**Problem details**
Return each of the lines below word for word, with nothing changed.

----------

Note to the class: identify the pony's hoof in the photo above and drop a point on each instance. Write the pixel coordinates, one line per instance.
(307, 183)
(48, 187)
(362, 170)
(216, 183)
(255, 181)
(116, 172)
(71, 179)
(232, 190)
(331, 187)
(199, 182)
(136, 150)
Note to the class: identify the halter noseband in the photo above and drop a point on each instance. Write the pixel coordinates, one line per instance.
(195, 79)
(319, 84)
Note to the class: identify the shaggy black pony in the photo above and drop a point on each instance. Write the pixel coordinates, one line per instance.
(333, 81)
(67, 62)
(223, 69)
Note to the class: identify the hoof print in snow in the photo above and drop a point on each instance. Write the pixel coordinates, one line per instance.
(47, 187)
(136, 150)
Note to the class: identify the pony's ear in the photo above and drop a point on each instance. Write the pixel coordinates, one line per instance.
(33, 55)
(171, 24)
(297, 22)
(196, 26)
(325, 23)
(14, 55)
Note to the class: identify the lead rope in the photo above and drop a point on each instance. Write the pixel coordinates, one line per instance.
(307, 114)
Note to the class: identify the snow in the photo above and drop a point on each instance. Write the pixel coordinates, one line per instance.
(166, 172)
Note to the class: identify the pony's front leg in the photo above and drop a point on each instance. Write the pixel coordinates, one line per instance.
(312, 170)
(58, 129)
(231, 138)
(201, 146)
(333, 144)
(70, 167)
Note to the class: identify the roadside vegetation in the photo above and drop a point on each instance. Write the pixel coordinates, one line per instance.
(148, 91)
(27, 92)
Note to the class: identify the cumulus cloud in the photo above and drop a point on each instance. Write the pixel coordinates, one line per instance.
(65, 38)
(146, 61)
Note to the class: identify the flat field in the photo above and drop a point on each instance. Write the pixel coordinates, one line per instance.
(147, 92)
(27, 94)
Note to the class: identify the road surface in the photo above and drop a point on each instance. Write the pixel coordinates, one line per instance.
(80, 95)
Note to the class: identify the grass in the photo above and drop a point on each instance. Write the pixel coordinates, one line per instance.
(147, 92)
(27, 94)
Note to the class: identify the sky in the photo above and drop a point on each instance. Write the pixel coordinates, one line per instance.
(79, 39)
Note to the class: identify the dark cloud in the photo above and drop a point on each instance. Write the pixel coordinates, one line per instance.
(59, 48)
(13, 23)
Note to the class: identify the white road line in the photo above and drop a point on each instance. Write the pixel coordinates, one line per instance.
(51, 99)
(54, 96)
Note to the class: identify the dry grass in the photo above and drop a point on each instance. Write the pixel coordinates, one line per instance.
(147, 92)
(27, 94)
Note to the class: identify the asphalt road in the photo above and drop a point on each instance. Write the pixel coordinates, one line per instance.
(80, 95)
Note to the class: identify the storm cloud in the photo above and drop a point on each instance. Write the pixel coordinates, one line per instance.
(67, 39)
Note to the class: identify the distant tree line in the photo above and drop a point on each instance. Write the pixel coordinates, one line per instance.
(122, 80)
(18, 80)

----------

**Task result**
Note to the class: identify the pony's hoof in the photo above and drop a point on each instance. Write the pixel coordinates, one line per instance.
(307, 183)
(48, 187)
(362, 170)
(216, 183)
(255, 181)
(116, 172)
(71, 179)
(232, 190)
(331, 187)
(199, 182)
(136, 150)
Note to the class: identify the halter noseband in the photo above and drop a point on each instance. Write the pixel coordinates, one line per instance.
(195, 79)
(319, 84)
Note to the class: identify the shaggy black pony in the photo above and drop a point on each instance. Write the pixel coordinates, one line per instance.
(333, 81)
(67, 62)
(223, 69)
Note to the class: identify the hoof print in snow in the photo above and drop a point on each instance. Write the pixel coordinates, one line per instance.
(47, 187)
(136, 150)
Note to the class: identify the pony's ear in the photo above and drop a point on each instance. Write the pixel coordinates, one line per instance.
(33, 55)
(171, 24)
(297, 22)
(196, 26)
(325, 23)
(14, 55)
Note to the class: identify the lead rope in the photo above and drop a point on each instance. Write the pixel coordinates, one line per instance.
(307, 114)
Note to the class: identify the snow in the photo above and drop a point on each instance. Write the pixel coordinates, one line per instance.
(166, 172)
Note to the class: identify the pony's front leg in the photo above and drop a point on each instance. Write the pixel coordinates, one line per instance.
(312, 170)
(58, 129)
(231, 138)
(201, 146)
(333, 144)
(70, 167)
Note to the class: identify the roadside vegetation in the photo above and drop a point on each instance. Write the pixel coordinates, one line per instance.
(148, 91)
(27, 92)
Note to the class: identify the cumulus cloud in the photo above and drop a point on each instance. Write the pixel coordinates, one line per instance.
(65, 38)
(146, 61)
Note to the class: identify the flat field in the photo above and drop a point on each instance. Write the pixel coordinates, one line per instance.
(147, 92)
(27, 94)
Note to the class: identify the road surface in the photo above and drop a point on each instance. Write the pixel coordinates, one line per instance.
(80, 95)
Note to the class: identify the grass in the photo above and drop a point on each instance. Write the pixel coordinates, one line per instance.
(147, 92)
(27, 94)
Note to the class: identify the sky in the photo above and drop a point on each instance. Write the pixel coordinates, one line per instance.
(79, 39)
Note to the class: identify the dark cloud in the photo above and drop a point on each instance. Write the pixel coordinates, one line per instance.
(59, 48)
(13, 23)
Note to the class: identify the white road line in the photo above and drop a point on each instance. Write the pixel coordinates, one line per instance.
(51, 99)
(54, 96)
Note to the class: identify the dry grass in the photo above and drop a point on each instance. Write the pixel coordinates, one line per instance.
(147, 92)
(27, 94)
Note to the class: identify the asphalt road in the photo above and drop a point on each instance. Write the pixel coordinates, one line per instance.
(80, 95)
Note to the class: identify the storm cloud in the photo above and drop a point on each instance. Write the pixel coordinates, one line per instance.
(67, 39)
Note to the class: identify the distant tree line in the photo above and drop a point on each instance. Write the pixel coordinates, one line per instance.
(122, 80)
(18, 80)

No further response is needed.